= Requirement =
What lines in the records below contain the string "texture"? Copy every one.

[Natural language region descriptions]
|---|
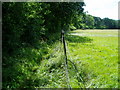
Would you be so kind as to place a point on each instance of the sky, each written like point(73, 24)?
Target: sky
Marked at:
point(102, 8)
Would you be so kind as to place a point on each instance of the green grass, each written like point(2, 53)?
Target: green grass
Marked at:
point(100, 57)
point(92, 63)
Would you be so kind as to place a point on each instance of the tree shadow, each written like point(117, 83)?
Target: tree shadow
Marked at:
point(77, 39)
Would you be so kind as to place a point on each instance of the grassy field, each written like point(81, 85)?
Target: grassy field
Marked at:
point(93, 56)
point(97, 52)
point(92, 63)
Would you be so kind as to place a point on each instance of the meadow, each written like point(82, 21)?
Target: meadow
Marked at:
point(92, 63)
point(93, 56)
point(98, 54)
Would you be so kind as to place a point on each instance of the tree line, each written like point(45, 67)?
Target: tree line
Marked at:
point(30, 25)
point(86, 21)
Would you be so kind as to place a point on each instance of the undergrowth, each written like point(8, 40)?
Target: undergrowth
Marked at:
point(92, 63)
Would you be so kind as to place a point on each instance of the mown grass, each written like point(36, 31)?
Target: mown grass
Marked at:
point(100, 57)
point(92, 63)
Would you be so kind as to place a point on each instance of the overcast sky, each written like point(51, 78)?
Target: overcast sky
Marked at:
point(102, 8)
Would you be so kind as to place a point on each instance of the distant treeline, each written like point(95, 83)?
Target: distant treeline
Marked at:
point(34, 26)
point(86, 21)
point(28, 23)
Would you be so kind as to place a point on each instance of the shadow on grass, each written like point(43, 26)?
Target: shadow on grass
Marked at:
point(77, 39)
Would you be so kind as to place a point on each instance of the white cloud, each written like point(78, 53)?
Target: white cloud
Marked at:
point(102, 8)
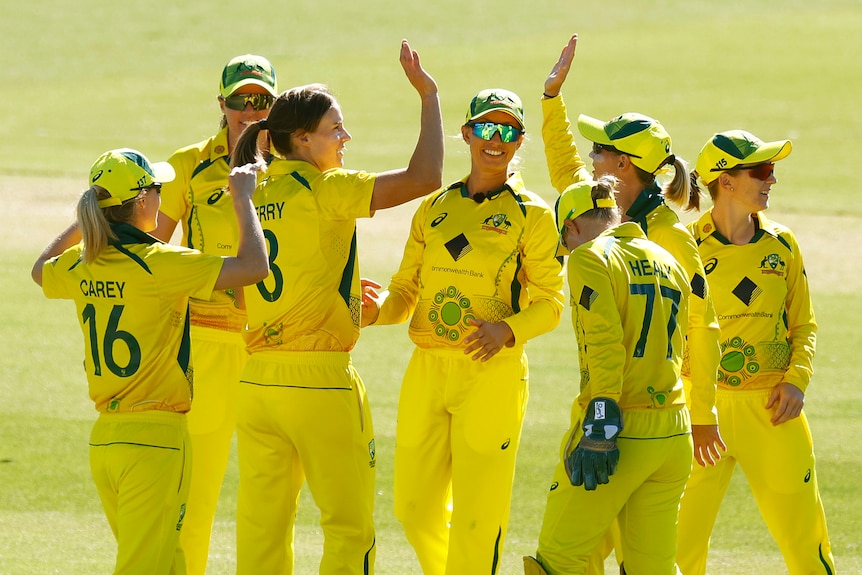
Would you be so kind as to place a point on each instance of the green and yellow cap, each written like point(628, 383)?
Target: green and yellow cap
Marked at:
point(640, 137)
point(248, 69)
point(496, 99)
point(125, 172)
point(576, 200)
point(734, 148)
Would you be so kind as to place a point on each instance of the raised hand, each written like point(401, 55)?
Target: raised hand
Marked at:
point(555, 80)
point(419, 78)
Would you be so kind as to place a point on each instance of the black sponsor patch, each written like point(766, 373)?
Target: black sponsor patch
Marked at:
point(747, 291)
point(458, 247)
point(588, 296)
point(698, 286)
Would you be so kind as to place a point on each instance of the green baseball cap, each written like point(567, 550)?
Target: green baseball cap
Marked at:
point(576, 200)
point(640, 137)
point(248, 69)
point(493, 99)
point(125, 172)
point(727, 150)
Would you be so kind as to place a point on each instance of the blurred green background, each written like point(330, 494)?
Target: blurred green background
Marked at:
point(88, 76)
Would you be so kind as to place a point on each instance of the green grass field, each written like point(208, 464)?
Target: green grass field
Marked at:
point(90, 76)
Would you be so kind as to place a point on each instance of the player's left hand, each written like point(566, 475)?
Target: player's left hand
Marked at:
point(488, 339)
point(595, 458)
point(707, 442)
point(419, 78)
point(787, 400)
point(243, 179)
point(370, 301)
point(560, 71)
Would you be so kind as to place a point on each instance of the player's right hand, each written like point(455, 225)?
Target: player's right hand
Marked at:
point(370, 301)
point(595, 458)
point(555, 80)
point(419, 78)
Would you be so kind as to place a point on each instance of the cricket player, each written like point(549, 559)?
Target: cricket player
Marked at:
point(302, 411)
point(479, 278)
point(198, 197)
point(635, 149)
point(131, 294)
point(628, 452)
point(757, 277)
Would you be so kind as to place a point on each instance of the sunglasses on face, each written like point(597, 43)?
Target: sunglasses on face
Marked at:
point(760, 172)
point(599, 148)
point(486, 131)
point(258, 101)
point(154, 186)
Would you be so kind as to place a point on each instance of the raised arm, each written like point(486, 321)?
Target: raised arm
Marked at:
point(69, 237)
point(555, 80)
point(251, 263)
point(424, 173)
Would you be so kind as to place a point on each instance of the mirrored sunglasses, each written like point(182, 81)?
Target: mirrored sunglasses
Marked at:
point(486, 131)
point(599, 148)
point(760, 172)
point(258, 101)
point(154, 186)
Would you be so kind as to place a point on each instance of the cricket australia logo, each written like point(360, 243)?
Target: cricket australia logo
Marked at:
point(773, 265)
point(450, 314)
point(497, 223)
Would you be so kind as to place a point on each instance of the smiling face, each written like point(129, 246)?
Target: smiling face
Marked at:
point(238, 120)
point(490, 156)
point(605, 162)
point(325, 146)
point(749, 191)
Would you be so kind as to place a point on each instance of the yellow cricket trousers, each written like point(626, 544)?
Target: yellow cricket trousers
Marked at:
point(219, 357)
point(458, 431)
point(141, 464)
point(778, 462)
point(304, 416)
point(643, 495)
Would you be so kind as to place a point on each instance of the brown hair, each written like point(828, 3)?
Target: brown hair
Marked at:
point(604, 188)
point(296, 111)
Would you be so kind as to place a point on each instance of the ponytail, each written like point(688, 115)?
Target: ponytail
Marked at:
point(246, 150)
point(95, 222)
point(682, 191)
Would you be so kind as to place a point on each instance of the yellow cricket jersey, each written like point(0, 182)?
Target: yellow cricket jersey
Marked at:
point(493, 260)
point(629, 302)
point(764, 305)
point(198, 199)
point(662, 226)
point(132, 305)
point(311, 300)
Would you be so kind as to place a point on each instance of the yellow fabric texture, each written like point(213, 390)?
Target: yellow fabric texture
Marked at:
point(629, 302)
point(766, 315)
point(779, 465)
point(141, 467)
point(459, 428)
point(662, 226)
point(314, 426)
point(311, 300)
point(132, 306)
point(199, 201)
point(493, 261)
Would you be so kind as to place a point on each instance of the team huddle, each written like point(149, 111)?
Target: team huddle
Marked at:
point(694, 343)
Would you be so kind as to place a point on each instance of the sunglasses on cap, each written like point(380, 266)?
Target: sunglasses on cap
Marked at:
point(599, 148)
point(258, 101)
point(486, 131)
point(154, 186)
point(758, 171)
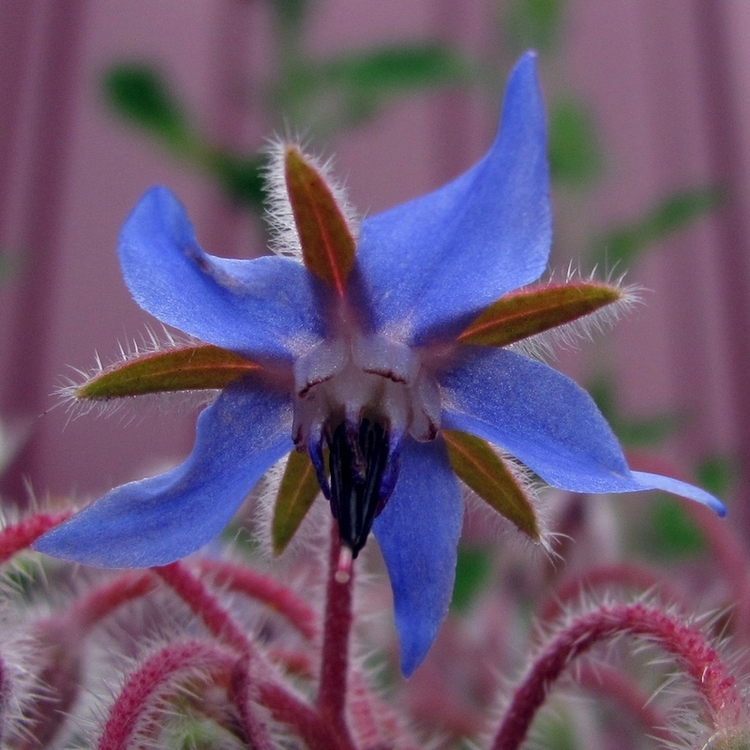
|---|
= The answer =
Would you be so kind as to place a point on each instance of the yellow fabric texture, each written like point(213, 390)?
Target: yellow fabric texture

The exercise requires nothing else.